Written problem A: In the forum post on pull-request testing, what is the name of the bot that monitors pull requests and runs the tests?
Written problem B: Extend the forum post on pull-request testing, picking up right after its final sentence.

··· Page text ···

Author Topic: Sneak Peak: PR Testing (Read 2241 times)

totten · July 18, 2014, 05:31:32 pm

With support from the Wikimedia Foundation, we've been working to integrate our test-suite with Github pull-requests so that test regressions can be identified *before* a PR is accepted. I'll present more in-depth about this in the future, but for now I want to share a little about how to use it -- and what's coming next.

As an example, let's take a look at an arbitrary pull-request -- like eileen's https://github.com/civicrm/civicrm-core/pull/3681 . Several things to notice:

As soon as Eileen submitted the PR, a comment was automatically added by "civicrm-builder". civicrm-builder is the bot which monitors our PRs and runs the tests.
Specifically, "civicrm-builder" asks a question: "Can one of the admins verify this patch?" civicrm-builder is the new kid on the block, so he hasn't yet figured out that Eileen is High Priestess of Patching, and he's worried that the patch might do something really malicious (like run "rm -rf /" on the test machine).

··· Given data ···

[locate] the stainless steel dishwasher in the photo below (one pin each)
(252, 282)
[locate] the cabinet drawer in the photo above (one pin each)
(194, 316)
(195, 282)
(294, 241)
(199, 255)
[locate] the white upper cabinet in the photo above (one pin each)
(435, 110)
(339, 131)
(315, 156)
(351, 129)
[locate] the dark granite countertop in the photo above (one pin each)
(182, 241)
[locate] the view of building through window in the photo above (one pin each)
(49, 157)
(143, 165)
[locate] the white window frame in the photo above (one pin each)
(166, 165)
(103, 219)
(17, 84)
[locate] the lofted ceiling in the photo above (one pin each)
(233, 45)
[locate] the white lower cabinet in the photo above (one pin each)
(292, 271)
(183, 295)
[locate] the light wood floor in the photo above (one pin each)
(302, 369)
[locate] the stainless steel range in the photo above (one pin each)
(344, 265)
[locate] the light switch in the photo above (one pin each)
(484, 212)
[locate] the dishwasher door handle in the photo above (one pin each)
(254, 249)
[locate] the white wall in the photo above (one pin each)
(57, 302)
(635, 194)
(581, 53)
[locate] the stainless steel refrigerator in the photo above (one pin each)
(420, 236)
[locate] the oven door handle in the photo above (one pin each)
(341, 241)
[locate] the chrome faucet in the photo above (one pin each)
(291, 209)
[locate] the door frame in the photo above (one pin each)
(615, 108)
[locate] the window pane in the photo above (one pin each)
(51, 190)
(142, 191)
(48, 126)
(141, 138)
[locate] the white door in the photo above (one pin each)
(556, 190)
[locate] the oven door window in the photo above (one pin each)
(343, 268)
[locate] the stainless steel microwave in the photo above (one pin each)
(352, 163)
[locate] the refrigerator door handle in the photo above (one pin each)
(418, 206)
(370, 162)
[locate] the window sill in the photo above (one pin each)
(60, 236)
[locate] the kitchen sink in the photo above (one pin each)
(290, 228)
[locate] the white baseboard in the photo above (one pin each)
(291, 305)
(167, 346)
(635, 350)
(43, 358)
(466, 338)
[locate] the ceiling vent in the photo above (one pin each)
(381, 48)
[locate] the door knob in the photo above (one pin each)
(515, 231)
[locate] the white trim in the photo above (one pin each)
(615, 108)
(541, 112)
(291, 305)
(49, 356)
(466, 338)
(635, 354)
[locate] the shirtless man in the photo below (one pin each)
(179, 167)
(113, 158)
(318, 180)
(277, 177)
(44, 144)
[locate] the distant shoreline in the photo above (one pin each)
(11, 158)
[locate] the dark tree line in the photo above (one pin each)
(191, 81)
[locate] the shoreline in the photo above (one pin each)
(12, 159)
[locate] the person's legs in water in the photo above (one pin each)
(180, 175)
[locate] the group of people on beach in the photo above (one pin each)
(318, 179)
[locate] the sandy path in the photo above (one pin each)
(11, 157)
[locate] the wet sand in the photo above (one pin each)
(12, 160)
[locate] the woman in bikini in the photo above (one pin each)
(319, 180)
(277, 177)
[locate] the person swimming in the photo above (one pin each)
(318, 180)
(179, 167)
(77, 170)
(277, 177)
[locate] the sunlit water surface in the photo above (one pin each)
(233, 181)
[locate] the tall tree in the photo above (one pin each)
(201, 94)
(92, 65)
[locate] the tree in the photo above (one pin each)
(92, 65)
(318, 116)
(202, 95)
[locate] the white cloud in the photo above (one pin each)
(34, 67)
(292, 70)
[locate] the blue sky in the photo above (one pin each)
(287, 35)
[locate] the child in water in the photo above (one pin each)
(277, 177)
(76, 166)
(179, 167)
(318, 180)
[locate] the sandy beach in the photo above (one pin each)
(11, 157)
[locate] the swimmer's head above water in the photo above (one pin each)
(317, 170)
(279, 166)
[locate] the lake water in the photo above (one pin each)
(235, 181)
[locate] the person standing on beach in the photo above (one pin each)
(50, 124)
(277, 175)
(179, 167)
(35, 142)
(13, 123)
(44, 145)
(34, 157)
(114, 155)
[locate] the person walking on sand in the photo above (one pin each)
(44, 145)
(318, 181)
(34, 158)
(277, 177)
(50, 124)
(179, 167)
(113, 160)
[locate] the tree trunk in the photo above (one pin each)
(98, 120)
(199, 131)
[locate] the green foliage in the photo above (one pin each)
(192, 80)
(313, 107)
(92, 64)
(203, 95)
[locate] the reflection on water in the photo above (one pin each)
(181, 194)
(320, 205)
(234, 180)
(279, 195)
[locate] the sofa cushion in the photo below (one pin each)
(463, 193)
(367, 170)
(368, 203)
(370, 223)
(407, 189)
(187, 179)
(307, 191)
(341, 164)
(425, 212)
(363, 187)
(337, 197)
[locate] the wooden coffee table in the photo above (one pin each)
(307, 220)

···

Reply A: civicrm-builder

Reply B:
One of the admins -- totten -- sees the comment and responds to "civicrm-builder." Like a young puppy, civicrm-builder only knows a couple phrases in English. (See https://wiki.jenkins-ci.org/display/JENKINS/GitHub+pull+request+builder+plugin for a list.) In this case, totten says "add to whitelist" because he recognizes that Eileen is High Priestess of Patching. Now this patch (and any future patches from Eileen) will be tested automatically.
civicrm-builder went off on its own for a while to test Eileen's patch. Eventually, it passed (which makes civicrm-builder happy). Like an enthusiastic environmentalist, civicrm-builder issues green badges whenever he's happy. Notice the green checkmark next to Eileen's patch. Clicking on the green checkmark shows a full report.

So we have a working system, right? Well, mostly. There's a balancing act we still need to complete: when civicrm-builder performs tests, it could run all of them -- which would provide good feedback, but it would take a long time. For the moment, civicrm-builder runs only a handful of basic tests ( https://test.civicrm.org/job/CiviCRM-Core-PR/26/testReport/%28root%29/ ). So the next step is finding a good balance which (a) runs enough tests to be useful, and (b) runs them fast enough to be useful, and (c) can be achieved with reasonable manpower. I'll report back as this progresses.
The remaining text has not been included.